** start **

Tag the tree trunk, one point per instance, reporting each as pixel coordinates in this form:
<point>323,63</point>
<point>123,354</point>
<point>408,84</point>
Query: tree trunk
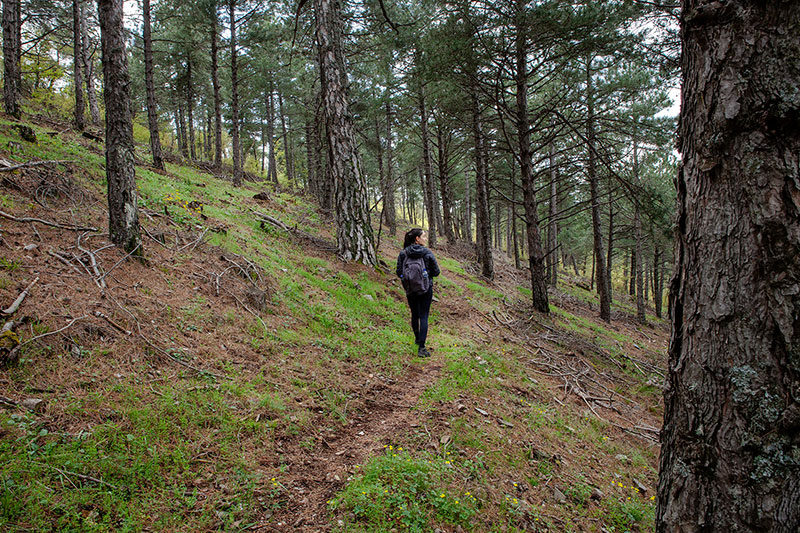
<point>152,117</point>
<point>430,198</point>
<point>77,65</point>
<point>215,87</point>
<point>353,230</point>
<point>483,231</point>
<point>600,268</point>
<point>236,149</point>
<point>552,232</point>
<point>390,214</point>
<point>190,108</point>
<point>729,457</point>
<point>514,223</point>
<point>12,51</point>
<point>88,69</point>
<point>123,213</point>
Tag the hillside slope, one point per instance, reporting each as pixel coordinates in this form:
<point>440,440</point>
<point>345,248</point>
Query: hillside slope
<point>243,378</point>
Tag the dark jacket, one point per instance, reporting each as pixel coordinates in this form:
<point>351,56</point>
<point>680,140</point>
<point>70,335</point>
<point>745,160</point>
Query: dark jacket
<point>417,250</point>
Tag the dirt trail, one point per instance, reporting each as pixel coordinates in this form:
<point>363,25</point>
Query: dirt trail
<point>316,474</point>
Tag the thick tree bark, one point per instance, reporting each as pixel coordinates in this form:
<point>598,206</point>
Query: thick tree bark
<point>311,180</point>
<point>190,107</point>
<point>729,457</point>
<point>610,253</point>
<point>12,52</point>
<point>182,140</point>
<point>88,69</point>
<point>215,88</point>
<point>152,117</point>
<point>443,164</point>
<point>236,148</point>
<point>123,212</point>
<point>272,163</point>
<point>353,230</point>
<point>599,262</point>
<point>287,142</point>
<point>536,257</point>
<point>390,214</point>
<point>638,275</point>
<point>77,66</point>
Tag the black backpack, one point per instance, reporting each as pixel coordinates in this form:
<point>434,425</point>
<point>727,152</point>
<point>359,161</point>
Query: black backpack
<point>415,276</point>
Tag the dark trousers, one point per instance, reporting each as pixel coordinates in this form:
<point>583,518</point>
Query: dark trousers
<point>420,305</point>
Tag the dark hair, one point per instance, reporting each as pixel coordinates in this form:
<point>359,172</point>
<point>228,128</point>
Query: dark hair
<point>411,236</point>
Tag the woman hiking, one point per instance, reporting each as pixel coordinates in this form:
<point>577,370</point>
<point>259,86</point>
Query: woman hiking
<point>416,267</point>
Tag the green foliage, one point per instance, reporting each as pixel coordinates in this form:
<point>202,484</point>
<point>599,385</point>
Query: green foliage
<point>400,490</point>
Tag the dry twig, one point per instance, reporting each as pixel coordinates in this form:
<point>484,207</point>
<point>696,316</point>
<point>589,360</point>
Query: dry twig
<point>14,306</point>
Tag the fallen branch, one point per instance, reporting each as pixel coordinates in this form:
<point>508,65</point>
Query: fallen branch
<point>33,164</point>
<point>14,306</point>
<point>46,223</point>
<point>161,350</point>
<point>12,355</point>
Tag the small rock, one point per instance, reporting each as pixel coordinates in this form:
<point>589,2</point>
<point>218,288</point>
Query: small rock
<point>33,404</point>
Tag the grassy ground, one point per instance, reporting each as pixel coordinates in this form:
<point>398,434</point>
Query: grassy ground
<point>244,378</point>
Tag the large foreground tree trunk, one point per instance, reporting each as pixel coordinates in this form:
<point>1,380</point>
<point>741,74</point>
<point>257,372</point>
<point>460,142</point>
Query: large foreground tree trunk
<point>389,214</point>
<point>430,196</point>
<point>599,260</point>
<point>353,230</point>
<point>123,212</point>
<point>729,459</point>
<point>12,51</point>
<point>536,257</point>
<point>215,87</point>
<point>152,117</point>
<point>483,233</point>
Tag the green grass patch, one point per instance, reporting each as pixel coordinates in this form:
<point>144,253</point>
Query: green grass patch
<point>410,493</point>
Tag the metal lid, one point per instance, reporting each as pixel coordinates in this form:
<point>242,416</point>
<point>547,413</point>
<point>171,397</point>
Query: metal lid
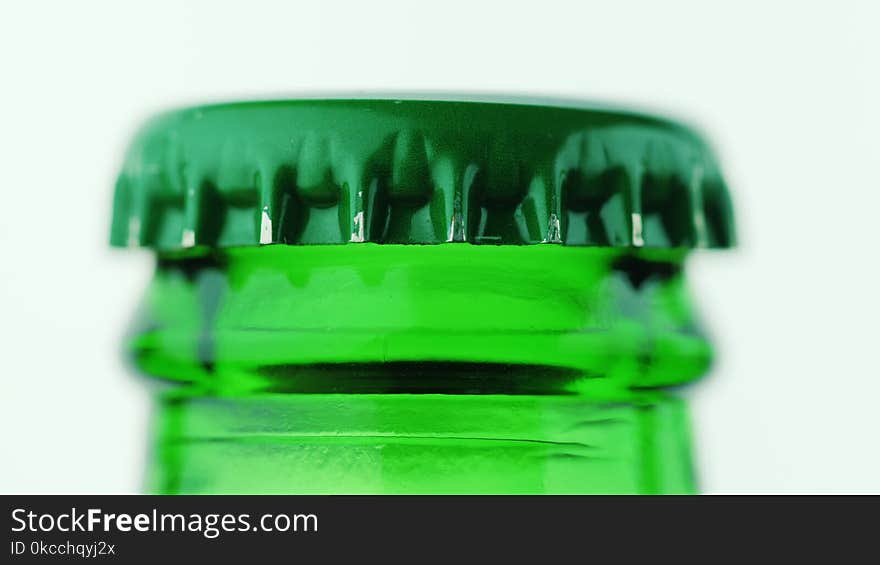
<point>416,171</point>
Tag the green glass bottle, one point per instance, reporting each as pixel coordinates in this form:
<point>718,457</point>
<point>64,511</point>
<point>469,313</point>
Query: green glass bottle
<point>404,296</point>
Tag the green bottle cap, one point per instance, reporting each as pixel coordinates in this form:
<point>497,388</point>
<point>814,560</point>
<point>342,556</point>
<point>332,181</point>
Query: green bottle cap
<point>416,171</point>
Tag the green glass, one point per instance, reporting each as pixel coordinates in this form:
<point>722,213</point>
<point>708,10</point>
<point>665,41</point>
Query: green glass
<point>419,296</point>
<point>448,368</point>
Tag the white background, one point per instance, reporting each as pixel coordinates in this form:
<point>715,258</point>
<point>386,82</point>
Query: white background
<point>788,92</point>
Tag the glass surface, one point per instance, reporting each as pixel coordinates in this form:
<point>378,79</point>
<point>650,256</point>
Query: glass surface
<point>448,368</point>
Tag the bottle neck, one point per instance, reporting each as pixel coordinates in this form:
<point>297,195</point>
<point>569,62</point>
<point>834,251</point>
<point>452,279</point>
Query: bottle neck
<point>542,319</point>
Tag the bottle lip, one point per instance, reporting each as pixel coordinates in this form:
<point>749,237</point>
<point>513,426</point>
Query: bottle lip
<point>418,169</point>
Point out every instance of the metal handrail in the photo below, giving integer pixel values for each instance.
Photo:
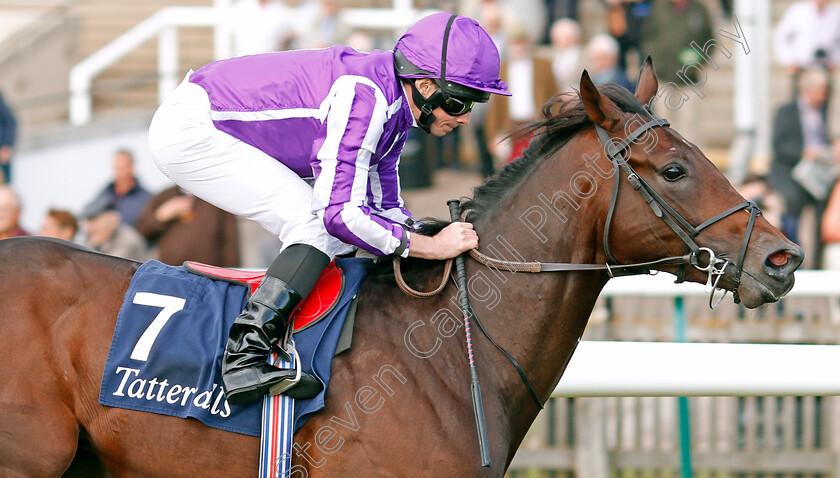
(164, 24)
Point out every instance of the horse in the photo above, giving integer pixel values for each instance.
(399, 402)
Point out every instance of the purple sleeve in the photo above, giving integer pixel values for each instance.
(353, 128)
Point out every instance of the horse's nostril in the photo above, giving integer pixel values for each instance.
(779, 258)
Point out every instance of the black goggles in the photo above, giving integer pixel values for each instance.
(454, 106)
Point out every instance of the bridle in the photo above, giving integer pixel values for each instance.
(714, 266)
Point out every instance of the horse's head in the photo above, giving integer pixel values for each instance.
(682, 203)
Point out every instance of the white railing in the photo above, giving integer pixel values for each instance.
(639, 369)
(656, 369)
(164, 24)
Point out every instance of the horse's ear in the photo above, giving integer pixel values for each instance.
(600, 109)
(648, 84)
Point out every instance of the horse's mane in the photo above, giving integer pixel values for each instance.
(562, 118)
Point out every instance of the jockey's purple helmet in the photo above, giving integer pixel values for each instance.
(472, 59)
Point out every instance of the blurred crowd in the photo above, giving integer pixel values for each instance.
(538, 63)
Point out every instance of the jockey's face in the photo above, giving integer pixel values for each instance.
(444, 122)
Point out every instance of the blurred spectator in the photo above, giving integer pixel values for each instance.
(260, 26)
(602, 62)
(10, 213)
(808, 35)
(566, 61)
(183, 227)
(531, 84)
(489, 15)
(360, 40)
(800, 131)
(60, 224)
(831, 231)
(556, 9)
(106, 233)
(124, 193)
(8, 134)
(625, 20)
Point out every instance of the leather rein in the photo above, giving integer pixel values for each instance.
(714, 266)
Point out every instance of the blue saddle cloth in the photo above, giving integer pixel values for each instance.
(170, 335)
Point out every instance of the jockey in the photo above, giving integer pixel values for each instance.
(307, 144)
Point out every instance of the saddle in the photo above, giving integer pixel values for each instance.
(314, 308)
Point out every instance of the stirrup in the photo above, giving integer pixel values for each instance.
(291, 352)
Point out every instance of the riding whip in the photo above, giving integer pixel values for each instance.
(466, 310)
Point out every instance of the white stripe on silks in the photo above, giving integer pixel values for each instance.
(266, 115)
(277, 431)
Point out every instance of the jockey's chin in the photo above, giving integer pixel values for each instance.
(445, 123)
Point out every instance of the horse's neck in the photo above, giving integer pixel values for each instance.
(538, 318)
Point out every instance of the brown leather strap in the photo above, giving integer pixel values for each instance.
(447, 269)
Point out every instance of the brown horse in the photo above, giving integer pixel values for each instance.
(399, 402)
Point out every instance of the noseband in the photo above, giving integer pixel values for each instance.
(714, 266)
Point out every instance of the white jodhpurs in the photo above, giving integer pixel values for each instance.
(233, 175)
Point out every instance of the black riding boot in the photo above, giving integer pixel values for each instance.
(246, 373)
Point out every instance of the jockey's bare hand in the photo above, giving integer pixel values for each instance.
(451, 241)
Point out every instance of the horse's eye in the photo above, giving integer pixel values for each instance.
(673, 173)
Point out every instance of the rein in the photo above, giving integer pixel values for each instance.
(714, 266)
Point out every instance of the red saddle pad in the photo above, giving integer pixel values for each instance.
(320, 302)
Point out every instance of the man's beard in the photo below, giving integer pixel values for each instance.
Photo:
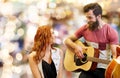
(93, 25)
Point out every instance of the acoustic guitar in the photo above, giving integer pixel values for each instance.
(113, 69)
(72, 63)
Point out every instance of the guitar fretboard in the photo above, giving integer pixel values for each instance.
(98, 60)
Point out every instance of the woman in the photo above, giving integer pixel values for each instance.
(40, 58)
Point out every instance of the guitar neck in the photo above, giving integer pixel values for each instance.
(93, 59)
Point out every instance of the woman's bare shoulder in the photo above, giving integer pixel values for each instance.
(32, 54)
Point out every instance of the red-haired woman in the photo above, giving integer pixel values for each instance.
(40, 58)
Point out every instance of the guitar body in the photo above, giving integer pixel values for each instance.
(69, 63)
(113, 69)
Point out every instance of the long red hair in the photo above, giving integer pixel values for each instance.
(42, 39)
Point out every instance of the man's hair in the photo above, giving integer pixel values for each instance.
(93, 6)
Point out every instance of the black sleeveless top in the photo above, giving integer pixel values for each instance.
(49, 70)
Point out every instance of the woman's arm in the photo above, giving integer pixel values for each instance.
(34, 66)
(114, 52)
(60, 70)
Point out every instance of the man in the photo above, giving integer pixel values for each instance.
(97, 34)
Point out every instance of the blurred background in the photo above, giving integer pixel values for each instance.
(19, 20)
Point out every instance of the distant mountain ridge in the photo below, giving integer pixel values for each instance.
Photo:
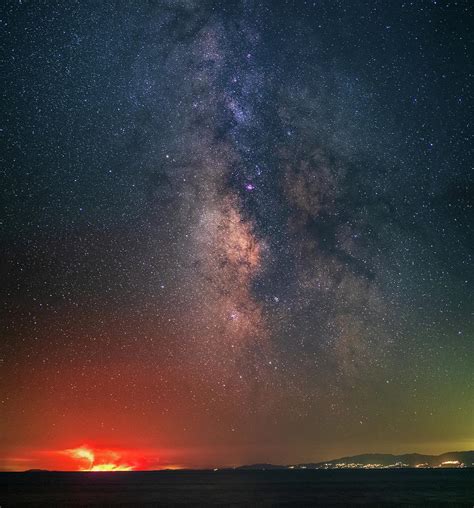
(382, 459)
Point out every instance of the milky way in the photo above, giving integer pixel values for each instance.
(235, 231)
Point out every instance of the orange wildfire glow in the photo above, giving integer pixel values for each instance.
(99, 460)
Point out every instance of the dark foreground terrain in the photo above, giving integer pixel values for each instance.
(454, 487)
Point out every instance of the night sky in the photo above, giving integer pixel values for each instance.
(234, 232)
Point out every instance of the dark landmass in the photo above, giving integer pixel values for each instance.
(437, 487)
(449, 459)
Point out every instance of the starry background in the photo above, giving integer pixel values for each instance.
(235, 231)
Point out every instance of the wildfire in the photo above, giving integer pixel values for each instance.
(98, 460)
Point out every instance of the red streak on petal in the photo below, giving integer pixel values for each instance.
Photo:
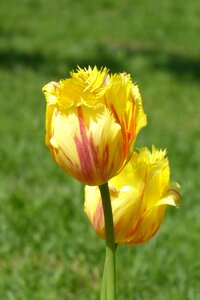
(131, 129)
(82, 146)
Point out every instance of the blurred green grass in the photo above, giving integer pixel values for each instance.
(47, 248)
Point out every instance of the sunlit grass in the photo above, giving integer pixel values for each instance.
(47, 248)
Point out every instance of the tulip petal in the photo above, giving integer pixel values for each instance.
(78, 134)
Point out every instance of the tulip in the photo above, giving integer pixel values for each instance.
(92, 121)
(139, 197)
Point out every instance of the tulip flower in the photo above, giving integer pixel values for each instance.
(92, 121)
(139, 197)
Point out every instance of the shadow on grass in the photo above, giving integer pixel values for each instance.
(115, 56)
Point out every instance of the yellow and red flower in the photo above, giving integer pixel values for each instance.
(92, 121)
(139, 197)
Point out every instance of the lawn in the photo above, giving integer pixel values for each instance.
(47, 248)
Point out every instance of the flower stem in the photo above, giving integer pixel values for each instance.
(109, 276)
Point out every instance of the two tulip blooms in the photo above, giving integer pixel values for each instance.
(92, 121)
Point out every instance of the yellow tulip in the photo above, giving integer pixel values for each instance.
(92, 120)
(139, 196)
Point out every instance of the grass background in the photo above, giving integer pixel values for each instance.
(47, 248)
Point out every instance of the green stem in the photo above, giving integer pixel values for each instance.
(104, 285)
(109, 277)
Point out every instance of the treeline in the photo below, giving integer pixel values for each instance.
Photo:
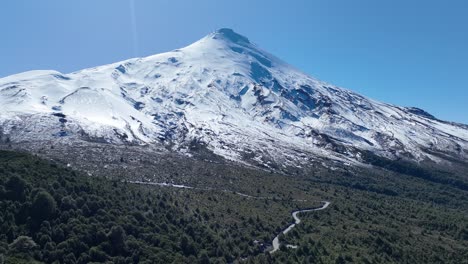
(51, 214)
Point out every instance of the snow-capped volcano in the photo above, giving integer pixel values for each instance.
(227, 93)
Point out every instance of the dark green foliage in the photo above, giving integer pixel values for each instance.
(43, 207)
(377, 216)
(72, 218)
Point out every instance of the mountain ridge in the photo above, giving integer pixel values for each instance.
(229, 94)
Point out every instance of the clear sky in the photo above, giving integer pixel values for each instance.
(409, 53)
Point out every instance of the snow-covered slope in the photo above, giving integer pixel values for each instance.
(225, 92)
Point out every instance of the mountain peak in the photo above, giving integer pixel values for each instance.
(230, 35)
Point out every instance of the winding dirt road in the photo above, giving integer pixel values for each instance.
(276, 243)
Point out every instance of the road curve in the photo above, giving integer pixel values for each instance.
(276, 242)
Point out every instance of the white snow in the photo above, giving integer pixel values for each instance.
(227, 92)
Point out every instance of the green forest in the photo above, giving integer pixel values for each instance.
(53, 214)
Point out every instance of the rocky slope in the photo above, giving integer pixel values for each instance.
(227, 94)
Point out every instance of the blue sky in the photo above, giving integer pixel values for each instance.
(410, 53)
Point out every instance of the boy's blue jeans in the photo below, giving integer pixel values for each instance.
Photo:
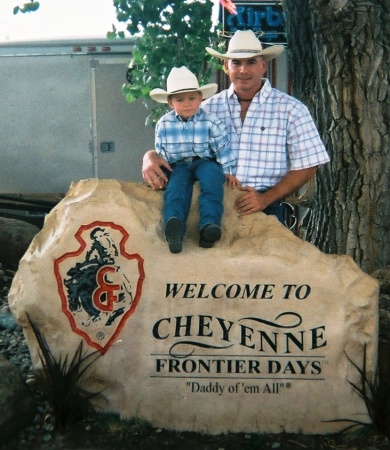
(178, 193)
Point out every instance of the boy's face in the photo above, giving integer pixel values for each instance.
(186, 104)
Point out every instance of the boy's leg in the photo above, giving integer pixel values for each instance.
(211, 182)
(177, 201)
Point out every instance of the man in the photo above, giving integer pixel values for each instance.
(273, 136)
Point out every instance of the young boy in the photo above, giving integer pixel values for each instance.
(197, 146)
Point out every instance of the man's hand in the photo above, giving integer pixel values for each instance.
(250, 202)
(152, 172)
(232, 181)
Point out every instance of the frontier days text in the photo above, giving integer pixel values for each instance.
(279, 345)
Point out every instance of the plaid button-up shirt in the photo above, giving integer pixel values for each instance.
(278, 135)
(202, 135)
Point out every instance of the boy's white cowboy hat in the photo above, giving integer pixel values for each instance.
(180, 79)
(245, 44)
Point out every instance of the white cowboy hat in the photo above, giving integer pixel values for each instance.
(182, 80)
(245, 44)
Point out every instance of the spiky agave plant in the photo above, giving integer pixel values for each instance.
(62, 381)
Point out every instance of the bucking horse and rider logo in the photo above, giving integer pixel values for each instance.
(99, 283)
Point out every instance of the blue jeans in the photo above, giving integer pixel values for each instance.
(178, 193)
(277, 209)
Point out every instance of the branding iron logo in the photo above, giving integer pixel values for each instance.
(99, 283)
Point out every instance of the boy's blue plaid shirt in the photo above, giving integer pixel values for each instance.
(202, 135)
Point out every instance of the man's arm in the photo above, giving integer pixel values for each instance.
(152, 172)
(252, 201)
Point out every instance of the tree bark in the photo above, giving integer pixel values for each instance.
(339, 53)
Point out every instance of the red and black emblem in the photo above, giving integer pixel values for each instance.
(99, 283)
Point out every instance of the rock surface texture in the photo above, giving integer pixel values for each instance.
(256, 334)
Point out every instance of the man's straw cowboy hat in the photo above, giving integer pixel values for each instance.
(245, 44)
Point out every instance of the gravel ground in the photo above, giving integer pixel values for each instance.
(93, 434)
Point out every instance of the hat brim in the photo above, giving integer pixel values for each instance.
(267, 53)
(161, 96)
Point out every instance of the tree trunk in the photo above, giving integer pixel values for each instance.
(339, 63)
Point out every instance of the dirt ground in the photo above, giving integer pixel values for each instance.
(93, 434)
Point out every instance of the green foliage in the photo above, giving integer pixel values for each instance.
(168, 33)
(31, 6)
(62, 381)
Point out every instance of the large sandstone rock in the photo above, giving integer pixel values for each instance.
(254, 335)
(17, 403)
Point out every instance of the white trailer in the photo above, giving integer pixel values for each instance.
(64, 117)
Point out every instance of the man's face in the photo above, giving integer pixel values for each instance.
(246, 73)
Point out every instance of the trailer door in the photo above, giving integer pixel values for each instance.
(119, 134)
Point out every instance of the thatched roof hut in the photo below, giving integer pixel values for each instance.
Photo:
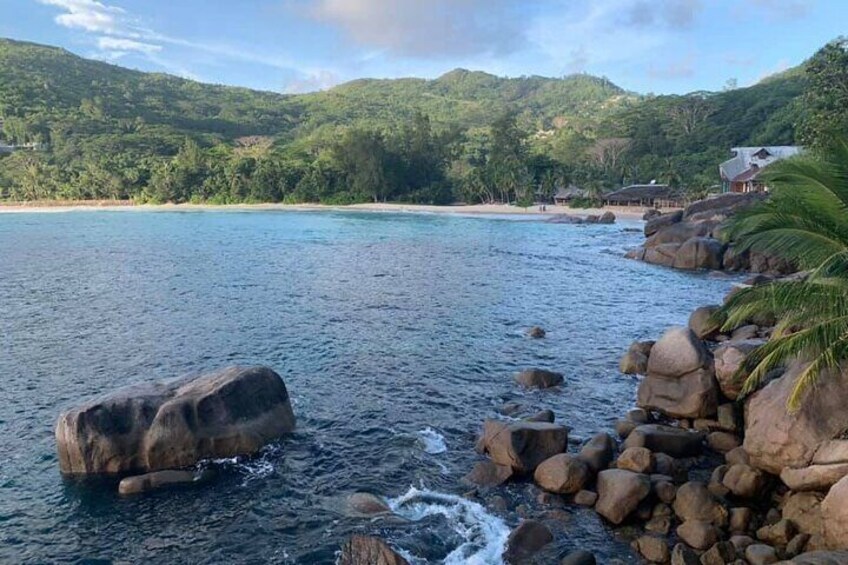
(642, 195)
(565, 195)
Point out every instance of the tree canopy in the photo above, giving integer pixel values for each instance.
(107, 132)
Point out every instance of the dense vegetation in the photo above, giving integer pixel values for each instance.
(804, 221)
(108, 132)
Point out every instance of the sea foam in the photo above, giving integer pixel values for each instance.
(434, 442)
(484, 534)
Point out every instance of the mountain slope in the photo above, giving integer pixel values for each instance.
(113, 131)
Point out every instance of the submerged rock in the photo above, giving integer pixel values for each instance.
(528, 538)
(728, 358)
(619, 493)
(368, 550)
(562, 474)
(579, 557)
(522, 445)
(488, 474)
(154, 481)
(834, 510)
(536, 332)
(366, 504)
(176, 423)
(672, 441)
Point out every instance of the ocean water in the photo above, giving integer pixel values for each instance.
(396, 334)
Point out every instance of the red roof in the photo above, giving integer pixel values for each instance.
(748, 175)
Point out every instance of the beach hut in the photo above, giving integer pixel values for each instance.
(564, 195)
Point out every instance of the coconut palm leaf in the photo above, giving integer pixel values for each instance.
(805, 221)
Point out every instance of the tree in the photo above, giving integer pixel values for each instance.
(507, 163)
(607, 153)
(806, 222)
(825, 98)
(362, 157)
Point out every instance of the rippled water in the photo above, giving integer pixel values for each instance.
(397, 334)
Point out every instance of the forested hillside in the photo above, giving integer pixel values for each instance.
(109, 132)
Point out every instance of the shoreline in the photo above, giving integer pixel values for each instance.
(630, 213)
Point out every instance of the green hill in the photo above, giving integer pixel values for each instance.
(113, 132)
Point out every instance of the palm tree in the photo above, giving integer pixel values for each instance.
(805, 221)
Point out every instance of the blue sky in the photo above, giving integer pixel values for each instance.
(660, 46)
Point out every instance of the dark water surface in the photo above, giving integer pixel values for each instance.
(396, 334)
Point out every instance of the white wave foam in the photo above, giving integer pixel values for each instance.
(434, 442)
(485, 535)
(259, 466)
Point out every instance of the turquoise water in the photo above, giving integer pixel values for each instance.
(396, 334)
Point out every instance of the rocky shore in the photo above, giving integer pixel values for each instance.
(696, 474)
(691, 239)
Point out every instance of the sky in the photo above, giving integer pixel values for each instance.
(647, 46)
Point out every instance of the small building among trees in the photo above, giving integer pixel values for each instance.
(742, 172)
(564, 195)
(650, 195)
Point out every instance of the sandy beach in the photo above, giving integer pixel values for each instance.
(483, 209)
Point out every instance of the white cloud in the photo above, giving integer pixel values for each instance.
(92, 16)
(653, 13)
(786, 10)
(122, 44)
(311, 82)
(425, 28)
(673, 70)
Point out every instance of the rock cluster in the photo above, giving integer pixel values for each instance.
(605, 218)
(691, 239)
(781, 494)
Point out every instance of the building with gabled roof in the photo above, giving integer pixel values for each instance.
(741, 173)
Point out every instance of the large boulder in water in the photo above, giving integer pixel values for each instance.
(175, 423)
(663, 254)
(699, 253)
(522, 445)
(563, 474)
(835, 515)
(678, 352)
(776, 438)
(658, 222)
(680, 381)
(694, 395)
(620, 492)
(675, 442)
(368, 550)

** end **

- _Work to complete_:
Output only the lines running from the line with "Point out every instance of the rock cluster" through the final line of the data, inclusive.

- _Exercise answer_:
Point out every instance of the rock cluster in the photo above, giving integer pixel values for each instance.
(605, 218)
(691, 239)
(781, 494)
Point out every instance of the building with gabled roof in the photo above, giving integer pixel values for each instance.
(741, 173)
Point out every instance of the large boulder in water in the photo above, giving integer pixel values for each instance.
(175, 423)
(663, 254)
(699, 253)
(522, 445)
(563, 474)
(835, 515)
(678, 352)
(776, 438)
(658, 222)
(680, 381)
(694, 395)
(620, 492)
(675, 442)
(368, 550)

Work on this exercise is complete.